Cierto es que, debajo de mi herida de rechazo, habita la herida de injusticia y ésta, tiene la habilidad de colocarse una máscara de rigidez y con ella, la capacidad de creerme sonriente ante cualquier situación doliente o tormentosa, pues de esta manera, el dolor se mitiga y hasta simula desaparecer. Lo mio no es andar entre rotondas, ni obsesiones, ni pensamientos repetitivos, ni todo aquello que aparentemente me conduce al mismo lugar, no, y creo que es por esto que mi herida de injusticia se activa, de la mano de mi madre y mis lealtades y camino como si «nada pasara». Sin embargo, el dolor no se esfuma, ni desaparece, tan sólo se esconde en un lugar que yo misma he creado, en lo profundo de mi corazón. Ahí, solitario y silencioso, obediente como mi mente, vive escondido sin permiso para salir al exterior. Se sube a un ascensor imaginario y baja, baja y baja tan profundo, que hasta desaparece.

* * * * * * *

-- COMPRUEBA LO ENTENDIDO --
**A)** Según el texto sobre la herida de injusticia, ¿qué herida está debajo de la herida de rechazo?
**B)** Explica, con lo que dice el texto sobre la herida de injusticia, por qué le sirve a quien escribe creerse sonriente ante una situación dolorosa.
**C)** Prolonga el texto sobre la herida de injusticia desde donde se corta.

Fragmentos de un conjunto de datos
* * * * * * *

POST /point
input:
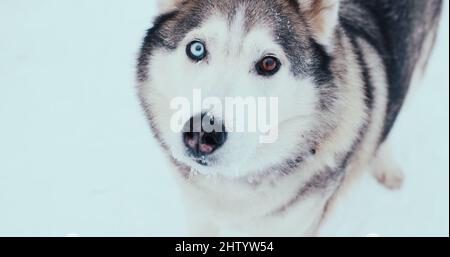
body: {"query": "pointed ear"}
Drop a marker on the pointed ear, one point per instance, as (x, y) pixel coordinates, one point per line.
(168, 5)
(323, 15)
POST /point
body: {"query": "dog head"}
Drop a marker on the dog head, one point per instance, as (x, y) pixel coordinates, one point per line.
(268, 49)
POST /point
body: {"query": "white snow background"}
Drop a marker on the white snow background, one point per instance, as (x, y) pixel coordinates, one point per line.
(77, 156)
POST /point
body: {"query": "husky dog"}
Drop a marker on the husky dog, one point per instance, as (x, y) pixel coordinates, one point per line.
(341, 71)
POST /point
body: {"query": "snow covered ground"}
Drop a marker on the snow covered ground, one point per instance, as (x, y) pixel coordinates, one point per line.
(77, 156)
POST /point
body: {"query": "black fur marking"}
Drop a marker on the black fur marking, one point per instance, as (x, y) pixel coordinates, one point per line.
(397, 30)
(152, 40)
(365, 74)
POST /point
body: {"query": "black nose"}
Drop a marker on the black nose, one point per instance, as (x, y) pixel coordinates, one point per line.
(203, 135)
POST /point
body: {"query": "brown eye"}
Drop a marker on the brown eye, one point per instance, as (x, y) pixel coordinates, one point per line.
(268, 66)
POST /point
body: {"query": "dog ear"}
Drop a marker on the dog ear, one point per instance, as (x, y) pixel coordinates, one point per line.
(323, 15)
(168, 5)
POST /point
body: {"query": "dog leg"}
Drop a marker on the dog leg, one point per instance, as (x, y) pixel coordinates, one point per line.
(386, 170)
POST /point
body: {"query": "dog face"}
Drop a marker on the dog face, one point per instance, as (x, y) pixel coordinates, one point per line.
(239, 48)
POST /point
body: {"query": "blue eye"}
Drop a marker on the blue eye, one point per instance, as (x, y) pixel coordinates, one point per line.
(196, 50)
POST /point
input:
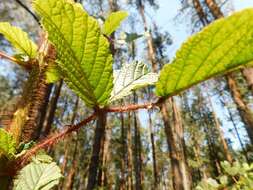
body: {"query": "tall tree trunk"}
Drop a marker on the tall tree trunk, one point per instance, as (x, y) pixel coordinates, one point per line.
(96, 150)
(123, 154)
(151, 50)
(129, 155)
(71, 173)
(219, 130)
(155, 172)
(52, 108)
(230, 115)
(44, 110)
(174, 136)
(67, 147)
(248, 75)
(137, 151)
(182, 178)
(201, 13)
(242, 107)
(244, 110)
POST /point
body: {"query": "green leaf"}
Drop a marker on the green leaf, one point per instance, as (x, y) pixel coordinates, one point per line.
(18, 39)
(130, 37)
(38, 176)
(224, 45)
(131, 77)
(7, 144)
(113, 21)
(83, 53)
(53, 74)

* * * * * * *

-- RESPUESTAS POR TAREA --
**A)** La herida de injusticia.

**B)** Porque así el dolor se mitiga y hasta simula desaparecer. Aun así, el dolor no se esfuma. Solo se esconde en lo profundo del corazón.

**C)**
Cuando la tormenta pasa, cuando los nubarrones se disipan, cuando el sol sale, amanece y me muestra que «ya pasó todo y la luz se hizo», como dijo Dios en el génesis, entonces, se cae la máscara de rigidez y su hermana, la máscara de huidiza y aparece en un instante el permiso. Las alarmas se apagan, el modo supervivencia se desconecta y todo, aparentemente, vuelve a su lugar. Es entonces cuando mi cuerpo habla, cuando se muestra, cuando esas frases de dolor y también de sufrimiento que no me he permitido reconocer, se pasean descaradamente por mi sangre, cómo no, inundando cada milímetro de mi cuerpo en forma de síntoma y, en ocasiones, de enfermedades. Y así, con el mayor de los permisos, inconscientemente cedido, me viene el descanso, ese que no me permito con mis lealtades, con esa frase maravillosa que mi madre me regaló en momentos de penurias y tormentas y, como quien no quiere la cosa, «con faldas y a lo loco», la vida me para y me habla de frente, mirándome a los ojos del alma, arrebatándome el aire, el movimiento y el tiempo. Es entonces, que así me atiendo.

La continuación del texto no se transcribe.